● **WHAT YOU WILL DO**: Below are lines of data, and only some are wanted. Please repeat exactly those from the line that has "Task: one point marks each instance of the lizard claw" through the line that has "Task: one point marks each instance of the lizard eye".

● **EXERCISE MATERIAL**:
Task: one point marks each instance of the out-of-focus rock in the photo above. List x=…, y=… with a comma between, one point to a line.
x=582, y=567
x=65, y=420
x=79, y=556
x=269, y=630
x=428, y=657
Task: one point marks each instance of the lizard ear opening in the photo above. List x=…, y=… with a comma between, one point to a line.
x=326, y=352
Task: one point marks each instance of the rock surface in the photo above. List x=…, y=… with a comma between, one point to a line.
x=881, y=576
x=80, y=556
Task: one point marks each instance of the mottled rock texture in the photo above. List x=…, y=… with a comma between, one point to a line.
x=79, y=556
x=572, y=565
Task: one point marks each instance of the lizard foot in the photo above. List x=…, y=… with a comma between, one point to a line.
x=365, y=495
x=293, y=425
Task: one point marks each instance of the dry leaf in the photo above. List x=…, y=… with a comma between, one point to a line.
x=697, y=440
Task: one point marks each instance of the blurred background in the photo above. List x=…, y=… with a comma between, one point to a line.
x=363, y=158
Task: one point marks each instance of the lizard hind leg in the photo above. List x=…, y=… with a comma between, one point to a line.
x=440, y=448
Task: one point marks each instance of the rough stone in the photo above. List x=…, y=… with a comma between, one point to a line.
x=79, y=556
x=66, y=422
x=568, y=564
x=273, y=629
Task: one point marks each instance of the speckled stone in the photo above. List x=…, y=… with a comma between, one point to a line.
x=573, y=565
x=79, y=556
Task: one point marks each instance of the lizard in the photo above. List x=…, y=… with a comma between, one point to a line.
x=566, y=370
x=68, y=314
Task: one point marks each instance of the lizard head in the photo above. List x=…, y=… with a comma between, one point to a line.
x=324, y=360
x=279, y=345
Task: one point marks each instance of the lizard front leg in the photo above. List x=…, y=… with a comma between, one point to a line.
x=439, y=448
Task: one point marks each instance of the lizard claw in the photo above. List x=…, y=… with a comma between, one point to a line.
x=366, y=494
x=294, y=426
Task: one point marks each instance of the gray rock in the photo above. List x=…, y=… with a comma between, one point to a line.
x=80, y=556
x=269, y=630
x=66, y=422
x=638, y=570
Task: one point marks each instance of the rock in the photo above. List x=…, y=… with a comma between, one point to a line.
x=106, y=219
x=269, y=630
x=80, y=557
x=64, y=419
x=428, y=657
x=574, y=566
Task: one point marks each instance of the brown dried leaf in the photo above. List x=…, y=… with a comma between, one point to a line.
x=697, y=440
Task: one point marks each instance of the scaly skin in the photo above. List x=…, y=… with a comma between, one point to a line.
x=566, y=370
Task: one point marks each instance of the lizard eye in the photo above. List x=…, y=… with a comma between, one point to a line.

* * *

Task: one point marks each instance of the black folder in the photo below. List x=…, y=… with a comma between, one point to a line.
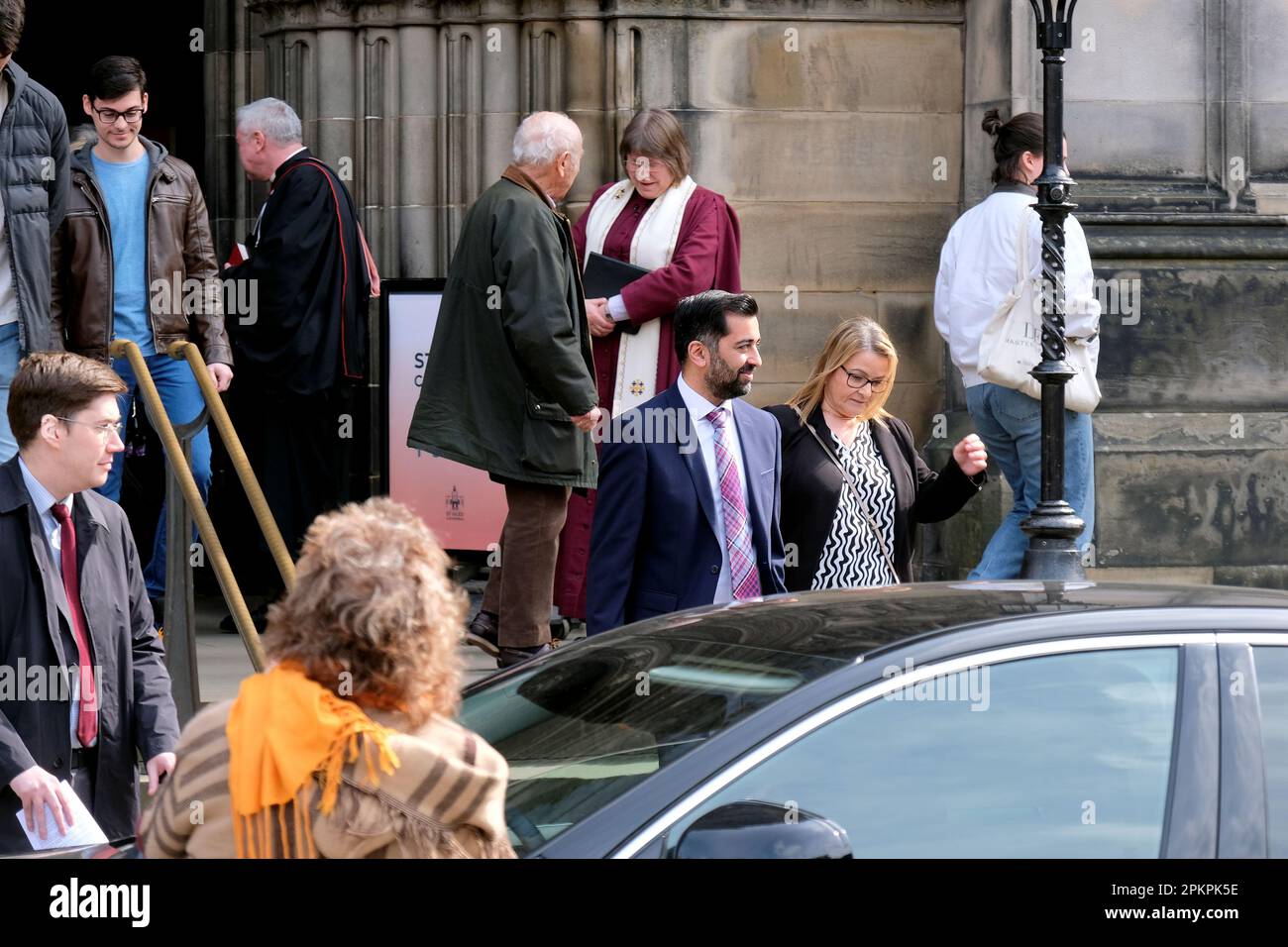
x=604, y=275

--

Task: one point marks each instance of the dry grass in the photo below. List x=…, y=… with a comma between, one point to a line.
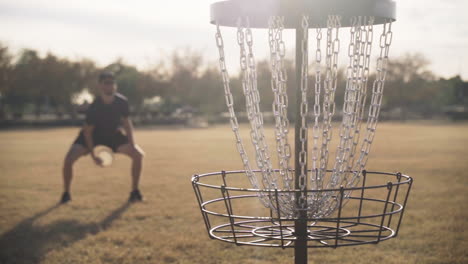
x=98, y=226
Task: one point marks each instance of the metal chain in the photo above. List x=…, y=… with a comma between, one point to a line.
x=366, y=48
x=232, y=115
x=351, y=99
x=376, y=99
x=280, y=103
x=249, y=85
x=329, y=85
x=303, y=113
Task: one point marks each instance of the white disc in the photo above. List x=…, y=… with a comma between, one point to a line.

● **SOLUTION**:
Task: one point marks each instance of the lizard claw in the photo above. List x=…, y=… with a comma between, one point to a line.
x=366, y=494
x=294, y=426
Task: one point marks each instance of the gray rock in the photo above. List x=…, y=… with a comma between, one point to a line.
x=80, y=556
x=269, y=630
x=66, y=422
x=638, y=570
Task: one point marks each instance of the rock in the photo above. List x=…, y=… with a comma between, one point to a line.
x=106, y=219
x=269, y=630
x=80, y=557
x=64, y=419
x=428, y=657
x=574, y=566
Task: one point marks each instance of the brown dried leaf in the photo above. List x=…, y=… with a comma between, one point to a line.
x=697, y=440
Task: one point marks each instance of the scaly skin in the photo above. List x=…, y=… with a comma between, one point to a line.
x=566, y=370
Task: one point marks each instance of the lizard eye in the photo above. List x=…, y=… with a comma between, one point to a line.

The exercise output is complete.